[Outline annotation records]
━━━━━━━━━━━━━━━━━━━━

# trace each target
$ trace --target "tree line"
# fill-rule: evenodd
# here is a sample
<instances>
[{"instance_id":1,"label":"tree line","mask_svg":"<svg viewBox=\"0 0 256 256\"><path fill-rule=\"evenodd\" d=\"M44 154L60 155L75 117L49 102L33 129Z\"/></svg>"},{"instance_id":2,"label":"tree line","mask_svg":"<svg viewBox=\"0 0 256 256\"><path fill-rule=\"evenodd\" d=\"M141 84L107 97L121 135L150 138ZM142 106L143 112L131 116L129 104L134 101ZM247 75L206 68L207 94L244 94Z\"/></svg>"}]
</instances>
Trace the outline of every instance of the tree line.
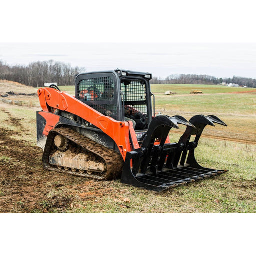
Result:
<instances>
[{"instance_id":1,"label":"tree line","mask_svg":"<svg viewBox=\"0 0 256 256\"><path fill-rule=\"evenodd\" d=\"M84 68L72 68L70 64L54 60L36 62L28 66L10 66L0 60L0 80L8 80L32 87L43 86L46 82L58 82L59 86L73 86L74 76L84 72ZM172 74L166 79L154 77L153 84L219 84L222 82L256 88L256 79L233 76L217 78L206 75Z\"/></svg>"},{"instance_id":2,"label":"tree line","mask_svg":"<svg viewBox=\"0 0 256 256\"><path fill-rule=\"evenodd\" d=\"M50 82L58 82L59 86L74 86L74 76L85 70L84 68L72 68L70 64L54 60L12 66L0 61L0 80L36 88Z\"/></svg>"},{"instance_id":3,"label":"tree line","mask_svg":"<svg viewBox=\"0 0 256 256\"><path fill-rule=\"evenodd\" d=\"M256 79L234 76L233 78L217 78L206 75L172 74L166 79L154 77L152 84L220 84L222 82L256 88Z\"/></svg>"}]
</instances>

━━━━━━━━━━━━━━━━━━━━

#### REQUEST:
Pull out each line of the items above that contains the string "tree", matching case exactly.

#### SOLUTION TO THE PROBLEM:
$ trace --target "tree line"
[{"instance_id":1,"label":"tree line","mask_svg":"<svg viewBox=\"0 0 256 256\"><path fill-rule=\"evenodd\" d=\"M44 154L60 155L75 117L49 102L33 129Z\"/></svg>"},{"instance_id":2,"label":"tree line","mask_svg":"<svg viewBox=\"0 0 256 256\"><path fill-rule=\"evenodd\" d=\"M141 84L107 97L121 135L150 138ZM142 106L143 112L131 116L129 104L134 101ZM247 75L206 68L207 94L244 94Z\"/></svg>"}]
Trace the outline of every instance of the tree line.
[{"instance_id":1,"label":"tree line","mask_svg":"<svg viewBox=\"0 0 256 256\"><path fill-rule=\"evenodd\" d=\"M84 68L72 68L70 64L54 60L36 62L28 66L10 66L0 60L0 80L8 80L32 87L43 86L46 82L58 82L59 86L73 86L74 76L84 72ZM172 74L166 79L154 77L153 84L219 84L222 82L256 88L256 79L233 76L217 78L206 75Z\"/></svg>"},{"instance_id":2,"label":"tree line","mask_svg":"<svg viewBox=\"0 0 256 256\"><path fill-rule=\"evenodd\" d=\"M50 82L58 82L59 86L74 86L74 76L85 70L84 68L72 68L70 64L54 60L12 66L0 61L0 80L36 88Z\"/></svg>"},{"instance_id":3,"label":"tree line","mask_svg":"<svg viewBox=\"0 0 256 256\"><path fill-rule=\"evenodd\" d=\"M256 79L234 76L233 78L217 78L206 75L172 74L166 79L154 77L152 84L220 84L222 82L256 88Z\"/></svg>"}]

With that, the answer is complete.